# Dentro de - In / Nach



## Sylphadora

Para decir "dentro de X tiempo" en alemán, ¿se pueden usar _in_ y _nach_ indistintamente? Por ejemplo:

_Sie beginnt nach zwei Monaten mit dem Studium
Sie beginnt in zwei Monaten mit dem Studium_​
Tengo otra pregunta sobre _vor_ y _nach_. _Vor_ significa "antes de", pero también "hace X tiempo", ¿verdad? Y _nach_ significa "después de" y también "dentro de" (en este segundo caso, su significado se solapa con el de _in_). ¿Estoy en lo cierto?


_Vor dem Kurs_ - Antes de la clase (_vor_ + evento)
_Vor einem Jahr_ - Hace un año (_vor_ + cantidad de tiempo)

_Nach dem Essen_ - Después de la comida (_nach_ + evento)
_Nach einer Stunde_ - Después de una hora (_nach_ + cantidad de tiempo)​
No sé si lo he entendido bien. No lo hemos explicado muy detenidamente en clase =/


----------



## Captain Lars

Son todos correctos los ejemplos que das, pero _in_ y _nach_ no se pueden usar indistintamente.

_Sie beginnt nach zwei Monaten mit dem Studium _= Empiece a estudiar después de / pasados dos meses.

_Sie beginnt in zwei Monaten mit dem Studium _= Empiece a estudiar dentro de dos meses.


_Nach etwas_ es siempre "después de algo". Por ello, la frase _Sie beginnt nach zwei Monaten mit dem Studium _requiere una información previa, a saber ¿qué ha hecho ella durante los dos meses antes de estudiar? Por lo tanto, _nach_ no se puede traducir por "dentro de".


----------



## Sylphadora

Hola, Captain Lars! =) Gracias por la respuesta  Perdona que no te escriba en alemán, pero es que no tengo mucho nivel. Todavía estoy en el A1.2 

Hoy he estado hablando de esto con una amiga que lleva años estudiando alemán y me dijo algo parecido sobre _nach_, que sería algo así como "pasados dos meses". Lo que pasa es que para un español es un poco difícil de entender, porque para mí "pasados dos meses" y "dentro de dos meses" son prácticamente sinónimos.

Mi amiga me dijo que con _nach_ el significado tiene más el sentido de que tienen que pasar como mínimo 2 meses, pero que en realidad la acción (empezar a estudiar) puede ocurrir en cualquier momento desde que se cumplen esos 2 meses. Es decir, que realmente "empezar a estudiar" puede ocurrir a los 2 meses, o a los 3, o a los 4, etc., pero que esos 2 primeros meses tienen que pasar obligatoriamente. ¿Es eso correcto? En ese caso, el sentido sería el mismo que "a partir de X tiempo" en español:

_Sie beginnt nach zwei Monaten mit dem Studium_ - Ella empieza a estudiar a partir de 2 meses​
¿Te parece acertada esa traducción? Si dices que con _nach_ se necesita información previa, me da la impresión de que _nach_ y "a partir de" son prácticamente equivalentes, porque en español a mí también me falta algo en la frase "ella empieza a estudiar a partir de 2 meses". Automáticamente me pregunto: ¿a partir de dos meses de qué? Me falta un punto de referencia desde el que empezar a contar el tiempo.

◆ Datos extraídos:
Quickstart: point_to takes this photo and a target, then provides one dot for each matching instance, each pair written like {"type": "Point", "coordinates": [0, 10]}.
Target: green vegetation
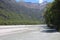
{"type": "Point", "coordinates": [12, 13]}
{"type": "Point", "coordinates": [52, 15]}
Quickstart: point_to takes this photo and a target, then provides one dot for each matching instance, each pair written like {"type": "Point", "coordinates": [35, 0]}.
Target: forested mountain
{"type": "Point", "coordinates": [12, 12]}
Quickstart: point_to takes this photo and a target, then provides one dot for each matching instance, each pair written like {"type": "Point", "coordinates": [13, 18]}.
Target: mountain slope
{"type": "Point", "coordinates": [12, 12]}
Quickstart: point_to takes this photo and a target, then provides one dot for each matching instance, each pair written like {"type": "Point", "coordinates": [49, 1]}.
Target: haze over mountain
{"type": "Point", "coordinates": [12, 12]}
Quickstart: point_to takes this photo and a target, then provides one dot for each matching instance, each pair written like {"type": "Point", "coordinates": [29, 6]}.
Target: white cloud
{"type": "Point", "coordinates": [40, 1]}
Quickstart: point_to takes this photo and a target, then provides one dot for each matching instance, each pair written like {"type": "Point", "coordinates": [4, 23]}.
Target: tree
{"type": "Point", "coordinates": [52, 15]}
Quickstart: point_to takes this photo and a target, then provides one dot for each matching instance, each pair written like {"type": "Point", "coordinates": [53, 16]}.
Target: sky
{"type": "Point", "coordinates": [35, 1]}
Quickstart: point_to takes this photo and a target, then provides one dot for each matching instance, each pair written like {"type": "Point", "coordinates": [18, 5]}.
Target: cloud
{"type": "Point", "coordinates": [40, 1]}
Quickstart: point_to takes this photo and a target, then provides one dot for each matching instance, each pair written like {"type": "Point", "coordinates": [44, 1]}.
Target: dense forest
{"type": "Point", "coordinates": [52, 15]}
{"type": "Point", "coordinates": [13, 13]}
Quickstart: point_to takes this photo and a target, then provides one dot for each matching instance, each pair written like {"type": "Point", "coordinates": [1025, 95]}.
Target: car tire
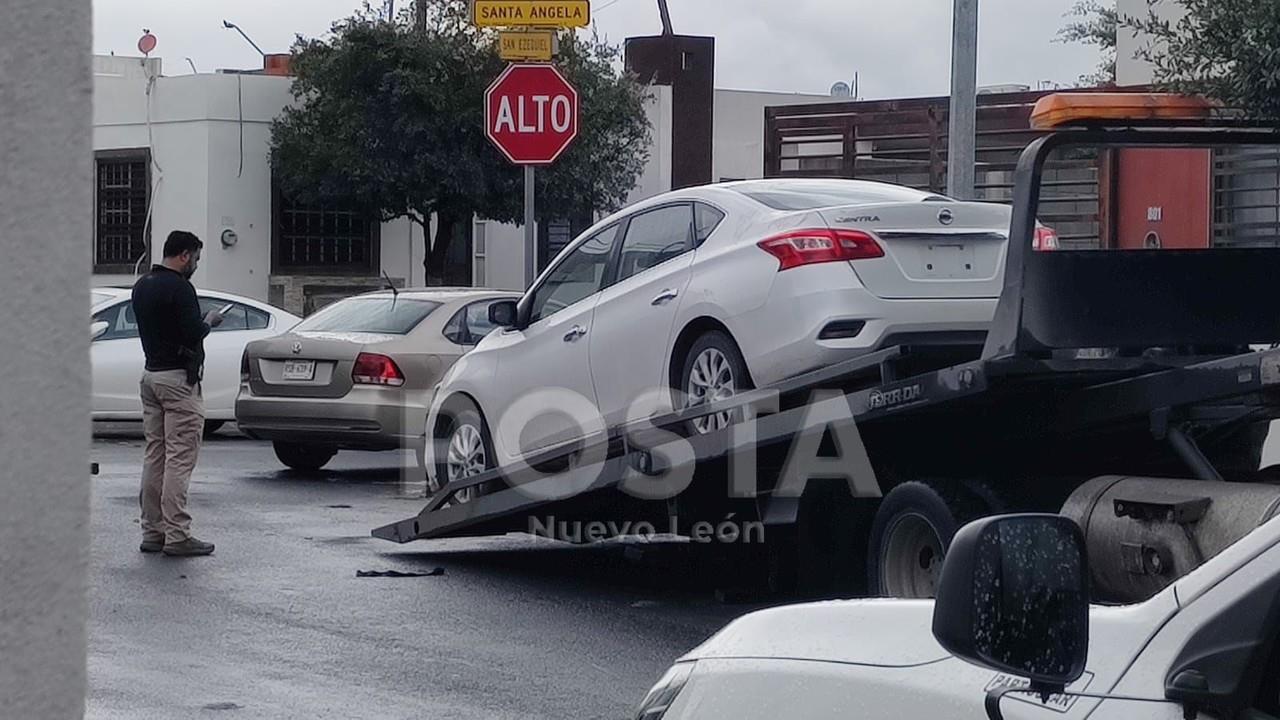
{"type": "Point", "coordinates": [464, 443]}
{"type": "Point", "coordinates": [304, 456]}
{"type": "Point", "coordinates": [713, 369]}
{"type": "Point", "coordinates": [913, 531]}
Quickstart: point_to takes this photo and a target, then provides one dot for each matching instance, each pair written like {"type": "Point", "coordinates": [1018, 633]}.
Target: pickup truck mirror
{"type": "Point", "coordinates": [1014, 597]}
{"type": "Point", "coordinates": [503, 313]}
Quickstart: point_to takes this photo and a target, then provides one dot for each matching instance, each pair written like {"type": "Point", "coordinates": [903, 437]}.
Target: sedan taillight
{"type": "Point", "coordinates": [376, 370]}
{"type": "Point", "coordinates": [827, 245]}
{"type": "Point", "coordinates": [1046, 238]}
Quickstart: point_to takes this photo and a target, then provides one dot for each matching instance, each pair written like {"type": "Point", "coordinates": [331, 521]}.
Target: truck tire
{"type": "Point", "coordinates": [465, 447]}
{"type": "Point", "coordinates": [713, 369]}
{"type": "Point", "coordinates": [913, 531]}
{"type": "Point", "coordinates": [302, 456]}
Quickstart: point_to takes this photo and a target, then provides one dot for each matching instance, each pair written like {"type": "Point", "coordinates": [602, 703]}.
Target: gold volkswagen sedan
{"type": "Point", "coordinates": [359, 374]}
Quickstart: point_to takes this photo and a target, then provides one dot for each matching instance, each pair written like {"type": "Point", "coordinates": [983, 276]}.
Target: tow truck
{"type": "Point", "coordinates": [1129, 390]}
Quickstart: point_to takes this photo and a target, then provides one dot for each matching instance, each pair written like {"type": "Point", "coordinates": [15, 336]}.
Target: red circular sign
{"type": "Point", "coordinates": [531, 114]}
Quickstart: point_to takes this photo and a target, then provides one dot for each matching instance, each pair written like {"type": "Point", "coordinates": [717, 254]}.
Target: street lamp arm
{"type": "Point", "coordinates": [247, 39]}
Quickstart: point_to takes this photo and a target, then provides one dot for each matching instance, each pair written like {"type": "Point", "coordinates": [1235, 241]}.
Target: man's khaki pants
{"type": "Point", "coordinates": [173, 415]}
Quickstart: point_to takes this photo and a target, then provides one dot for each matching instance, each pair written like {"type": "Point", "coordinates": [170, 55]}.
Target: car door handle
{"type": "Point", "coordinates": [664, 297]}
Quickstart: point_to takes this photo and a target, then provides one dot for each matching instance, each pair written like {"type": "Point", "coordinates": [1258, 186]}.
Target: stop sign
{"type": "Point", "coordinates": [531, 114]}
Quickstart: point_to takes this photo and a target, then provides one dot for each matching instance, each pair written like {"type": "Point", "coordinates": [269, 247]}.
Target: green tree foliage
{"type": "Point", "coordinates": [1095, 23]}
{"type": "Point", "coordinates": [389, 115]}
{"type": "Point", "coordinates": [1224, 49]}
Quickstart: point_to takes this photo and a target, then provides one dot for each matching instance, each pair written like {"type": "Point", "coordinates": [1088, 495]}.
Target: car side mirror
{"type": "Point", "coordinates": [503, 313]}
{"type": "Point", "coordinates": [1014, 597]}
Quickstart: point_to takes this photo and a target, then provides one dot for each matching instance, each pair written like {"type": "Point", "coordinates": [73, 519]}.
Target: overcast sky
{"type": "Point", "coordinates": [899, 48]}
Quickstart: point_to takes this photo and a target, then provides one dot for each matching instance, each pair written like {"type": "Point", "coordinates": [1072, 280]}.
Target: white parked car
{"type": "Point", "coordinates": [118, 360]}
{"type": "Point", "coordinates": [713, 290]}
{"type": "Point", "coordinates": [1210, 641]}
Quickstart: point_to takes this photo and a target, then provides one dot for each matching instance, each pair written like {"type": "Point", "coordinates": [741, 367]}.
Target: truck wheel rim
{"type": "Point", "coordinates": [912, 560]}
{"type": "Point", "coordinates": [709, 381]}
{"type": "Point", "coordinates": [466, 458]}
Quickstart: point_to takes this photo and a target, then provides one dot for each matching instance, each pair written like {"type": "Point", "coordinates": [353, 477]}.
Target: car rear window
{"type": "Point", "coordinates": [812, 195]}
{"type": "Point", "coordinates": [369, 315]}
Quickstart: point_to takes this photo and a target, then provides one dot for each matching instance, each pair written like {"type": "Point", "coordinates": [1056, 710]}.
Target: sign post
{"type": "Point", "coordinates": [530, 110]}
{"type": "Point", "coordinates": [531, 117]}
{"type": "Point", "coordinates": [530, 229]}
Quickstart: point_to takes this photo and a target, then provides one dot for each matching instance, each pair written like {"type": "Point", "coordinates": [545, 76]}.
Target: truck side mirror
{"type": "Point", "coordinates": [503, 313]}
{"type": "Point", "coordinates": [1014, 597]}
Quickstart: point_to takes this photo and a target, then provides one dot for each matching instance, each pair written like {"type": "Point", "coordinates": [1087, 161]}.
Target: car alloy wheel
{"type": "Point", "coordinates": [711, 379]}
{"type": "Point", "coordinates": [466, 458]}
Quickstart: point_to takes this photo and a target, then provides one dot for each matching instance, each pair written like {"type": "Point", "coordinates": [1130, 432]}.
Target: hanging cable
{"type": "Point", "coordinates": [159, 173]}
{"type": "Point", "coordinates": [240, 105]}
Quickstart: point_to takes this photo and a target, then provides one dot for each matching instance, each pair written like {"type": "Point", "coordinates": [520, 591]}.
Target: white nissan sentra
{"type": "Point", "coordinates": [714, 290]}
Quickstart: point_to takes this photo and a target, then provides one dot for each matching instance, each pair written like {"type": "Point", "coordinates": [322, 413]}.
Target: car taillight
{"type": "Point", "coordinates": [805, 247]}
{"type": "Point", "coordinates": [1046, 238]}
{"type": "Point", "coordinates": [376, 370]}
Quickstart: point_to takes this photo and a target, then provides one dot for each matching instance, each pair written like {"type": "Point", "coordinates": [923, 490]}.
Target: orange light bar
{"type": "Point", "coordinates": [1077, 108]}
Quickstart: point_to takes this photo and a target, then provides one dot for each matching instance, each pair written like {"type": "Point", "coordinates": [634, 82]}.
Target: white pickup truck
{"type": "Point", "coordinates": [1013, 613]}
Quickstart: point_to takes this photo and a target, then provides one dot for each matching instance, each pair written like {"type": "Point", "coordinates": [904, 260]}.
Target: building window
{"type": "Point", "coordinates": [120, 195]}
{"type": "Point", "coordinates": [323, 240]}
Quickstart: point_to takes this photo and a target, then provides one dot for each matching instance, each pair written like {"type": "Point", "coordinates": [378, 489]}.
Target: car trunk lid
{"type": "Point", "coordinates": [950, 250]}
{"type": "Point", "coordinates": [307, 364]}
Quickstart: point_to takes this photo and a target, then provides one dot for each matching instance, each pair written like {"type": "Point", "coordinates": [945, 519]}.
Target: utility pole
{"type": "Point", "coordinates": [961, 153]}
{"type": "Point", "coordinates": [666, 18]}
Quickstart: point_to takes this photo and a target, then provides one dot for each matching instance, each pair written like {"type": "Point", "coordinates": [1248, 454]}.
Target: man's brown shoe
{"type": "Point", "coordinates": [188, 547]}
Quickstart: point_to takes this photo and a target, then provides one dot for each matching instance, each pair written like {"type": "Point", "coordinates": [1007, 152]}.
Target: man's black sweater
{"type": "Point", "coordinates": [169, 320]}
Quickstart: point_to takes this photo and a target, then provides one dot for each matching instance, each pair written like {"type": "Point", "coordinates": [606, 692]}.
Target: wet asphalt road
{"type": "Point", "coordinates": [277, 624]}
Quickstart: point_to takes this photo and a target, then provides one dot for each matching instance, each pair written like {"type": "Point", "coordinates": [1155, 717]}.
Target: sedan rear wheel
{"type": "Point", "coordinates": [714, 370]}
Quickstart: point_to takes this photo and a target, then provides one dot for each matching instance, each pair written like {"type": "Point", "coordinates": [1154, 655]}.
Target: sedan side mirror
{"type": "Point", "coordinates": [503, 313]}
{"type": "Point", "coordinates": [1014, 597]}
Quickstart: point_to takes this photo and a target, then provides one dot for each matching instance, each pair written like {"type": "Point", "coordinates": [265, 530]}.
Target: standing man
{"type": "Point", "coordinates": [173, 410]}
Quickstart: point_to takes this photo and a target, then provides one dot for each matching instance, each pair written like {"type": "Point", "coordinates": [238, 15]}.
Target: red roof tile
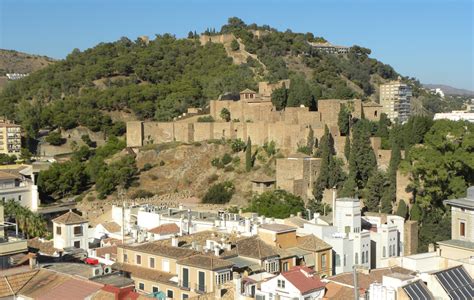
{"type": "Point", "coordinates": [303, 282]}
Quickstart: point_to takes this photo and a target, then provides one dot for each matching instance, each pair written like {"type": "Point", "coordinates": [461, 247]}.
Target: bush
{"type": "Point", "coordinates": [212, 178]}
{"type": "Point", "coordinates": [226, 159]}
{"type": "Point", "coordinates": [147, 167]}
{"type": "Point", "coordinates": [205, 119]}
{"type": "Point", "coordinates": [237, 145]}
{"type": "Point", "coordinates": [219, 193]}
{"type": "Point", "coordinates": [55, 139]}
{"type": "Point", "coordinates": [142, 194]}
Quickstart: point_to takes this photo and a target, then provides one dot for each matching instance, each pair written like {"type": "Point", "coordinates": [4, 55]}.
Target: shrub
{"type": "Point", "coordinates": [142, 194]}
{"type": "Point", "coordinates": [212, 178]}
{"type": "Point", "coordinates": [237, 145]}
{"type": "Point", "coordinates": [219, 193]}
{"type": "Point", "coordinates": [226, 159]}
{"type": "Point", "coordinates": [205, 119]}
{"type": "Point", "coordinates": [147, 167]}
{"type": "Point", "coordinates": [55, 139]}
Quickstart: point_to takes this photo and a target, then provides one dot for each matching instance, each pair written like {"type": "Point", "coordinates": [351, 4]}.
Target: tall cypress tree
{"type": "Point", "coordinates": [248, 155]}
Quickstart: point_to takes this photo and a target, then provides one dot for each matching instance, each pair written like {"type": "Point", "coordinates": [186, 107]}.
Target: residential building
{"type": "Point", "coordinates": [17, 185]}
{"type": "Point", "coordinates": [395, 98]}
{"type": "Point", "coordinates": [298, 283]}
{"type": "Point", "coordinates": [70, 230]}
{"type": "Point", "coordinates": [455, 116]}
{"type": "Point", "coordinates": [10, 242]}
{"type": "Point", "coordinates": [10, 137]}
{"type": "Point", "coordinates": [461, 245]}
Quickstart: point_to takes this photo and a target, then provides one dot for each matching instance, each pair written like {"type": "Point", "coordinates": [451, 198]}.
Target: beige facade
{"type": "Point", "coordinates": [395, 98]}
{"type": "Point", "coordinates": [10, 137]}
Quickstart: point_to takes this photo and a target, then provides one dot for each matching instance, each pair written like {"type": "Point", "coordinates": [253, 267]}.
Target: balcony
{"type": "Point", "coordinates": [199, 288]}
{"type": "Point", "coordinates": [184, 285]}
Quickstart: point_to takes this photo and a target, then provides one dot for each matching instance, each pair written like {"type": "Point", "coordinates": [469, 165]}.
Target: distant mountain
{"type": "Point", "coordinates": [449, 90]}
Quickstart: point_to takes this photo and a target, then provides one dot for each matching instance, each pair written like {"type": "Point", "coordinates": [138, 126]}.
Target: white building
{"type": "Point", "coordinates": [20, 188]}
{"type": "Point", "coordinates": [297, 283]}
{"type": "Point", "coordinates": [70, 230]}
{"type": "Point", "coordinates": [395, 98]}
{"type": "Point", "coordinates": [455, 116]}
{"type": "Point", "coordinates": [351, 244]}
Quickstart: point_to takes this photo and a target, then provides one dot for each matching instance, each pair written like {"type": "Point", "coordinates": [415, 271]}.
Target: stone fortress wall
{"type": "Point", "coordinates": [253, 116]}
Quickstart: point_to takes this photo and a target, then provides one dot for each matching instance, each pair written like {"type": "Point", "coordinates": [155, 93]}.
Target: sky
{"type": "Point", "coordinates": [431, 40]}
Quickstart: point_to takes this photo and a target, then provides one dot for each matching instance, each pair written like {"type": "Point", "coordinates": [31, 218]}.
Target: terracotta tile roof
{"type": "Point", "coordinates": [13, 283]}
{"type": "Point", "coordinates": [165, 229]}
{"type": "Point", "coordinates": [254, 247]}
{"type": "Point", "coordinates": [111, 226]}
{"type": "Point", "coordinates": [311, 242]}
{"type": "Point", "coordinates": [157, 248]}
{"type": "Point", "coordinates": [144, 273]}
{"type": "Point", "coordinates": [208, 262]}
{"type": "Point", "coordinates": [364, 280]}
{"type": "Point", "coordinates": [277, 227]}
{"type": "Point", "coordinates": [43, 246]}
{"type": "Point", "coordinates": [70, 218]}
{"type": "Point", "coordinates": [72, 288]}
{"type": "Point", "coordinates": [305, 283]}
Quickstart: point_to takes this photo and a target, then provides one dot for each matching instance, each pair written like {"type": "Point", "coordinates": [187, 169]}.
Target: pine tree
{"type": "Point", "coordinates": [402, 209]}
{"type": "Point", "coordinates": [248, 155]}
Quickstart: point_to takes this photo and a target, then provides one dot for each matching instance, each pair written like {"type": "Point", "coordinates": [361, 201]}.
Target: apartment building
{"type": "Point", "coordinates": [10, 137]}
{"type": "Point", "coordinates": [395, 98]}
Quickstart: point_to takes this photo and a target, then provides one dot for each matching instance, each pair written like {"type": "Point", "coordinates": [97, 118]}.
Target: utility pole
{"type": "Point", "coordinates": [356, 288]}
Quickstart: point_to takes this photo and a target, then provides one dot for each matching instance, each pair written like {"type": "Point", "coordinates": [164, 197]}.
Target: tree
{"type": "Point", "coordinates": [402, 209]}
{"type": "Point", "coordinates": [55, 139]}
{"type": "Point", "coordinates": [248, 155]}
{"type": "Point", "coordinates": [279, 98]}
{"type": "Point", "coordinates": [219, 193]}
{"type": "Point", "coordinates": [374, 191]}
{"type": "Point", "coordinates": [344, 120]}
{"type": "Point", "coordinates": [234, 45]}
{"type": "Point", "coordinates": [347, 148]}
{"type": "Point", "coordinates": [276, 204]}
{"type": "Point", "coordinates": [225, 114]}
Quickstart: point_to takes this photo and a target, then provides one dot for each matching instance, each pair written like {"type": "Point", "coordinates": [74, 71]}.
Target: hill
{"type": "Point", "coordinates": [449, 90]}
{"type": "Point", "coordinates": [18, 62]}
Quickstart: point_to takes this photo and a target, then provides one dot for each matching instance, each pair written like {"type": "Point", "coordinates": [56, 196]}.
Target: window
{"type": "Point", "coordinates": [281, 284]}
{"type": "Point", "coordinates": [78, 230]}
{"type": "Point", "coordinates": [462, 229]}
{"type": "Point", "coordinates": [152, 262]}
{"type": "Point", "coordinates": [165, 265]}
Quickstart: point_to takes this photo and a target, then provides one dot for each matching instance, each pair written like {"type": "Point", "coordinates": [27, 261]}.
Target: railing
{"type": "Point", "coordinates": [185, 285]}
{"type": "Point", "coordinates": [200, 288]}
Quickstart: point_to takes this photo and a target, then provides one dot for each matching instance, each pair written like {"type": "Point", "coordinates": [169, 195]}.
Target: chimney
{"type": "Point", "coordinates": [174, 242]}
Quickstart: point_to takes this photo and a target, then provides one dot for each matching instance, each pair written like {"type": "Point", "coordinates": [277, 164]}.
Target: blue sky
{"type": "Point", "coordinates": [429, 39]}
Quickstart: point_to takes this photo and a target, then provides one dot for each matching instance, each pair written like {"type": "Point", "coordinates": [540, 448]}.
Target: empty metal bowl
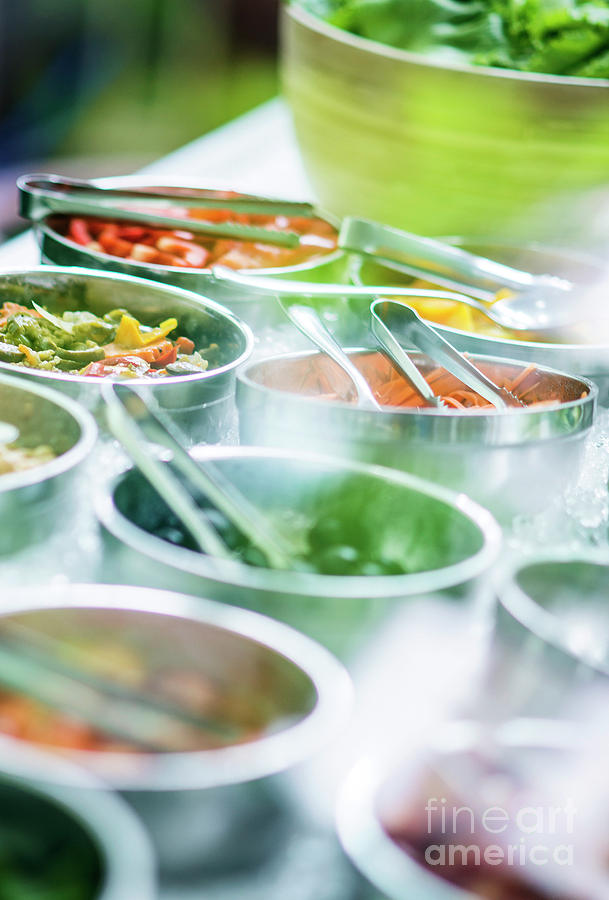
{"type": "Point", "coordinates": [256, 309]}
{"type": "Point", "coordinates": [36, 502]}
{"type": "Point", "coordinates": [69, 832]}
{"type": "Point", "coordinates": [413, 792]}
{"type": "Point", "coordinates": [513, 462]}
{"type": "Point", "coordinates": [200, 404]}
{"type": "Point", "coordinates": [551, 637]}
{"type": "Point", "coordinates": [281, 694]}
{"type": "Point", "coordinates": [440, 149]}
{"type": "Point", "coordinates": [443, 540]}
{"type": "Point", "coordinates": [587, 360]}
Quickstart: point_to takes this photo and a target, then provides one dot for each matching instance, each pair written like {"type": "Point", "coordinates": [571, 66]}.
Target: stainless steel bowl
{"type": "Point", "coordinates": [447, 540]}
{"type": "Point", "coordinates": [513, 462]}
{"type": "Point", "coordinates": [210, 808]}
{"type": "Point", "coordinates": [200, 404]}
{"type": "Point", "coordinates": [256, 309]}
{"type": "Point", "coordinates": [392, 871]}
{"type": "Point", "coordinates": [34, 503]}
{"type": "Point", "coordinates": [440, 149]}
{"type": "Point", "coordinates": [551, 637]}
{"type": "Point", "coordinates": [61, 807]}
{"type": "Point", "coordinates": [587, 360]}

◆ Trabajo pendiente:
1. Reescribe de forma más breve el párrafo del hilo sobre in y nach que empieza con «Mi amiga me dijo que con nach», conservando sus datos principales.
2. Retoma el hilo sobre in y nach y continúalo a partir de la última oración del fragmento.
Los registros no intervienen en este ejercicio.

◆ Respuestas del ejercicio:
1. Según una amiga, con nach tienen que pasar obligatoriamente al menos 2 meses. La acción de empezar a estudiar puede ocurrir en cualquier momento a partir de entonces: a los 2 meses, a los 3, a los 4, etc. El párrafo pregunta si eso es correcto y, en tal caso, si el sentido equivale a «a partir de X tiempo» en español.

2.
Perdón por el tocho de mensaje


----------



## labizca

Hola Sylphadora! 

Si, es un poco complicado. Yo lo explicaria asi: 

el "_in zwei Monaten_" implica, que estamos partiendo de hoy (7 de Marzo de 2013) : "_In zwei Monaten fahre ich nach Madrid_" implica: "_Me voy a Madrid a mitades de Mayo_" (ya que estamos a mitades de Marzo). En esta situación, *no *se podría decir "_Nach zwei Monaten fahre ich nach Madrid_".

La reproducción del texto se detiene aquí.